■ SUPPLIED ENTRIES:
# # # #

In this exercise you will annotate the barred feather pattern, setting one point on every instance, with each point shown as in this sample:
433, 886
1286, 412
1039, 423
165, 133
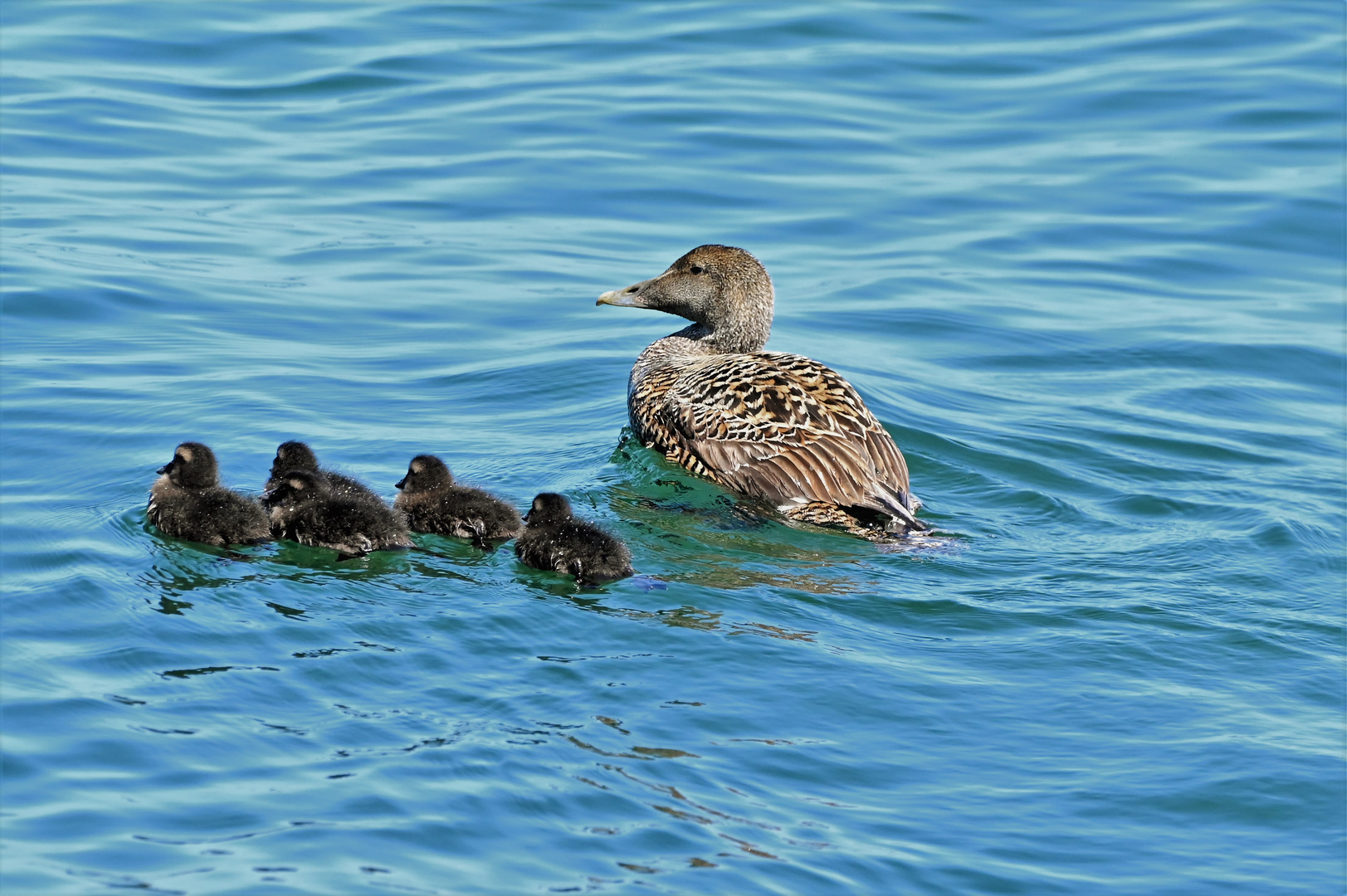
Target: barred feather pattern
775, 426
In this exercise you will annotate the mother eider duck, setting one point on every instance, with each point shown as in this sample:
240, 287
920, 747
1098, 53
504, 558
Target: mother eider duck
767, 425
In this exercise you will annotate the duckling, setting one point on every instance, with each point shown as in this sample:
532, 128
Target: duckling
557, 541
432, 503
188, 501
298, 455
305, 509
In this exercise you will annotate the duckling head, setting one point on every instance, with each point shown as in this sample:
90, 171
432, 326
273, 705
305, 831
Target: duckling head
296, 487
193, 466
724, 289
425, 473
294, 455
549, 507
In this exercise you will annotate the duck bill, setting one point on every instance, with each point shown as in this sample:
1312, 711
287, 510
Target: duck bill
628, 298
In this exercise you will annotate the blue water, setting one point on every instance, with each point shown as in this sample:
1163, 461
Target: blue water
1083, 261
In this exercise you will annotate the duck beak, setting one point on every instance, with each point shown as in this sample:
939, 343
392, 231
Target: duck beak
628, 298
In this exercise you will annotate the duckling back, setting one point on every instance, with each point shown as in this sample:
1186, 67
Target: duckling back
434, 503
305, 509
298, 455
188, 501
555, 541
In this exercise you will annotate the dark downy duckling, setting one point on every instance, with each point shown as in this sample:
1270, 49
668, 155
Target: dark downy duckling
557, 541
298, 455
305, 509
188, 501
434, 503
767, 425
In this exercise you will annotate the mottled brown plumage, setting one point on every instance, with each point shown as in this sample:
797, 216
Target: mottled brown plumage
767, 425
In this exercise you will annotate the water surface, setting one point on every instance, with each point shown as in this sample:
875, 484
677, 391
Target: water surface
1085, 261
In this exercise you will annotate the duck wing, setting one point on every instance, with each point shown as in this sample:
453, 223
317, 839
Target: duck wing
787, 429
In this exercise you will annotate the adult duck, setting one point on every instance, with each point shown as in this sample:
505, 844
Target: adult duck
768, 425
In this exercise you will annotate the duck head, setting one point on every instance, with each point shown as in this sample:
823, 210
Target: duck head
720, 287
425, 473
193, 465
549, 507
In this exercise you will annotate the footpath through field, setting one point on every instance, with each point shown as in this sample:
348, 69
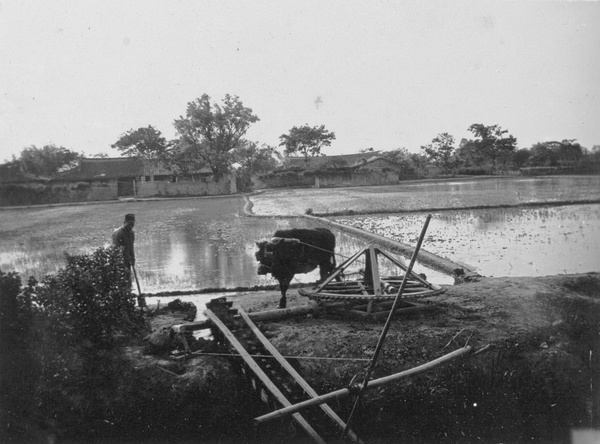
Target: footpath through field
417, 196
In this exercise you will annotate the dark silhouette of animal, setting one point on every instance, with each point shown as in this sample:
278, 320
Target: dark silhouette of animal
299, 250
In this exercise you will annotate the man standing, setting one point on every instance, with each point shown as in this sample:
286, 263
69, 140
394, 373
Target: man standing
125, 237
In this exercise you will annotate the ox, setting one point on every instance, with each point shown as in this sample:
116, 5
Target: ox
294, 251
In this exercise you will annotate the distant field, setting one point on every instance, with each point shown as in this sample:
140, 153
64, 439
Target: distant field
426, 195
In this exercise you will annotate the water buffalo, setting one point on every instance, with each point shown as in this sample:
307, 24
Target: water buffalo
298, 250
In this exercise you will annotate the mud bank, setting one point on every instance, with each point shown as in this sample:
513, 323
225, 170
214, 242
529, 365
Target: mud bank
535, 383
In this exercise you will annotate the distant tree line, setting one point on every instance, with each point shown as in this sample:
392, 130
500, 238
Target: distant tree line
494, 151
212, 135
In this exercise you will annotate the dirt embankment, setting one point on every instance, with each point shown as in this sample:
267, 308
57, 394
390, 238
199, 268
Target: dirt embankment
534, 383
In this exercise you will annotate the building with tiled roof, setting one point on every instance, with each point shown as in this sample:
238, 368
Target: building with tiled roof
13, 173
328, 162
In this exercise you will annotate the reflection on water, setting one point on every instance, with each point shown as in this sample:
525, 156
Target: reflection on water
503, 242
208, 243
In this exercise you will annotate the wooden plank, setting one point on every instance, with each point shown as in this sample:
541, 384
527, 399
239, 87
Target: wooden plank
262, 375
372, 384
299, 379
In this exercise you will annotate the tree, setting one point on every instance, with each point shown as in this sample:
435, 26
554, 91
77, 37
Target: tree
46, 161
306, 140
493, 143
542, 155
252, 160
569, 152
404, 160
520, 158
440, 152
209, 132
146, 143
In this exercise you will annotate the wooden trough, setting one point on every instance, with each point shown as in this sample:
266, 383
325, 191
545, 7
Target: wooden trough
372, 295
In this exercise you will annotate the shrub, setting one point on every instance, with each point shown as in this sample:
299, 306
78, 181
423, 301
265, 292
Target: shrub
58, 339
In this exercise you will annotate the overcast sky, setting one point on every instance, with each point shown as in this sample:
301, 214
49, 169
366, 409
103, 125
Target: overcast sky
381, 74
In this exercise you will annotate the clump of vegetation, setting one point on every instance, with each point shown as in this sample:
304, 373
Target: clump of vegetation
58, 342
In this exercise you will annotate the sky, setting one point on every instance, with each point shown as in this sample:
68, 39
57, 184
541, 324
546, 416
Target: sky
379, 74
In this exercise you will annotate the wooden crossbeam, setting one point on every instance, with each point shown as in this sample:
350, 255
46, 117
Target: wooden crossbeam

# # # #

■ SET TASK:
Can you format every line of the entries above as a JSON list of strings, one string per line, with blank lines and the pictures left out?

■ PROBLEM SOLUTION:
[
  "In this exercise you will annotate the barred feather pattern, setting one point on every instance, with each point shown as in this sample:",
  "433, 886",
  "1286, 412",
  "1039, 423",
  "165, 133",
  "Target: barred feather pattern",
  "775, 426",
  "In this exercise you will annotate the mother eider duck, setting one point on every instance, with each point shown as in this sample:",
  "240, 287",
  "920, 747",
  "1098, 53",
  "504, 558",
  "Target: mother eider duck",
  "767, 425",
  "In this exercise you will annotate the duckling, setting one point on every instance, with each point shown as in this sample:",
  "532, 128",
  "Target: duckling",
  "557, 541",
  "432, 503",
  "188, 501",
  "298, 455",
  "305, 509",
  "In this exercise you will annotate the duckling head, setting one point on every instance, with each point shown as in this sample:",
  "90, 171",
  "432, 326",
  "273, 705",
  "305, 831",
  "Target: duckling head",
  "296, 487",
  "193, 466",
  "724, 289",
  "425, 473",
  "294, 455",
  "549, 507",
  "In this exercise you will annotate the duck bill, setting one point on every instance, with each point shown as in this sample:",
  "1312, 711",
  "287, 510",
  "Target: duck bill",
  "628, 298",
  "In this exercise you will annotate the blue water, setting one point on every instance, with each point shown as in this sample:",
  "1163, 461",
  "Target: blue water",
  "1083, 261",
  "In this exercise you will annotate the duck beak, setting one point on every instance, with each point shown as in this sample:",
  "939, 343",
  "392, 231",
  "Target: duck beak",
  "628, 298",
  "In this exercise you will annotate the duckling back, setting one point on every instance, with each point shown as in this sample:",
  "1186, 67",
  "Target: duckling back",
  "434, 503",
  "305, 509",
  "298, 455",
  "188, 501",
  "555, 541",
  "In this exercise you will annotate the dark downy duckling, setting one point on every instance, with each point shown as in this sample:",
  "1270, 49",
  "668, 155",
  "Target: dark downy duckling",
  "557, 541",
  "298, 455",
  "305, 509",
  "188, 501",
  "434, 503",
  "767, 425",
  "In this exercise you will annotate the mottled brown plumage, setting one point on every instance, with each point shown as in this sample:",
  "797, 216",
  "Target: mottled brown plumage",
  "767, 425",
  "In this exercise you will annotate the water surface, setting one point on every instance, with each point shown as in this sample:",
  "875, 484",
  "677, 391",
  "Target: water surface",
  "1085, 261",
  "In this exercise you will annotate the duck wing, setting one point on every instance, with each point shown as in this sample:",
  "453, 223",
  "317, 839",
  "Target: duck wing",
  "787, 429",
  "In this exercise you will annotate the adult duck, setting one point on every instance, with each point shown as in this sample:",
  "505, 844",
  "Target: adult duck",
  "768, 425",
  "In this exercise you will annotate the duck head, setting one point on every instance, with each point shown as in this sample:",
  "823, 210",
  "Target: duck head",
  "720, 287",
  "425, 473",
  "193, 465",
  "549, 507",
  "In this exercise you will annotate the footpath through field, setting one point on every instance, with each point shown as in this sample:",
  "348, 69",
  "Target: footpath through field",
  "417, 196",
  "In this exercise you will annotate the dark silhouette of animal, setting one point on every instance, with each point shown as in this sample:",
  "278, 320",
  "Target: dark silhouette of animal",
  "299, 250",
  "In this exercise you will annotate the man standing, setting one point on every instance, with each point shown as in this sample:",
  "286, 263",
  "69, 140",
  "394, 373",
  "Target: man standing",
  "125, 237",
  "In this exercise you will annotate the ox, setting one point on every instance, with each point shown as in this sample:",
  "116, 5",
  "Target: ox",
  "294, 251",
  "In this exercise you will annotate the distant field, setting one point on every instance, with each point shown as in this sample:",
  "140, 153",
  "64, 439",
  "Target: distant field",
  "426, 195",
  "In this exercise you will annotate the water buffalo, setting one point on every instance, with each point shown as in this sample:",
  "307, 24",
  "Target: water buffalo",
  "298, 250",
  "In this exercise you will annotate the mud bank, setting one point on every instance, with each point shown as in this sample:",
  "513, 323",
  "225, 170",
  "214, 242",
  "529, 365",
  "Target: mud bank",
  "535, 383",
  "In this exercise you will annotate the distant tree line, setting one point on every instance, with each point shown as in this sample:",
  "392, 130",
  "500, 238",
  "Target: distant tree line",
  "494, 151",
  "212, 135",
  "In this exercise you will annotate the dirt embankment, setting one point on every instance, with each point shown as in this sample:",
  "267, 308",
  "57, 394",
  "390, 238",
  "199, 268",
  "Target: dirt embankment",
  "534, 383",
  "In this exercise you will annotate the building with tiled roof, setting one point on every instance, with each point shown as in this sample:",
  "238, 368",
  "Target: building with tiled roof",
  "13, 173",
  "328, 162",
  "In this exercise you will annotate the reflection on water, setting one point on every instance, with each point shown as in this sample:",
  "525, 156",
  "Target: reflection on water",
  "503, 242",
  "208, 243",
  "In this exercise you will annotate the wooden plank, setting one point on every instance, with each point shown as in this sample:",
  "541, 384",
  "527, 399",
  "239, 87",
  "Target: wooden plank",
  "262, 375",
  "372, 384",
  "299, 379",
  "In this exercise you will annotate the tree, setting one point on every instance, with each point shown as in this sample:",
  "435, 26",
  "554, 91",
  "77, 37",
  "Target: tree",
  "46, 161",
  "306, 140",
  "493, 143",
  "542, 155",
  "252, 160",
  "569, 152",
  "404, 160",
  "520, 158",
  "440, 152",
  "209, 132",
  "146, 143",
  "In this exercise you will annotate the wooden trough, setting one point on every instance, with each point shown as in this sample:",
  "266, 383",
  "325, 191",
  "545, 7",
  "Target: wooden trough",
  "372, 295",
  "In this exercise you will annotate the shrub, setting one point on every instance, with each point shown as in this sample:",
  "299, 306",
  "78, 181",
  "423, 301",
  "265, 292",
  "Target: shrub",
  "58, 339",
  "In this exercise you will annotate the overcast sky, setting one point on every instance, with each point shown as in this sample:",
  "301, 214",
  "49, 169",
  "366, 409",
  "103, 125",
  "Target: overcast sky",
  "381, 74",
  "In this exercise you will annotate the clump of vegetation, setting one point on every instance, with each point shown as in this sample:",
  "304, 373",
  "Target: clump of vegetation",
  "58, 342",
  "In this exercise you will annotate the sky, setting one point on every instance, with each point shown as in this sample:",
  "68, 39",
  "57, 184",
  "541, 324",
  "546, 416",
  "Target: sky",
  "379, 74",
  "In this exercise you will annotate the wooden crossbeam, setting one point on every instance, with each point shown as in this sample:",
  "350, 255",
  "46, 117",
  "Target: wooden crossbeam"
]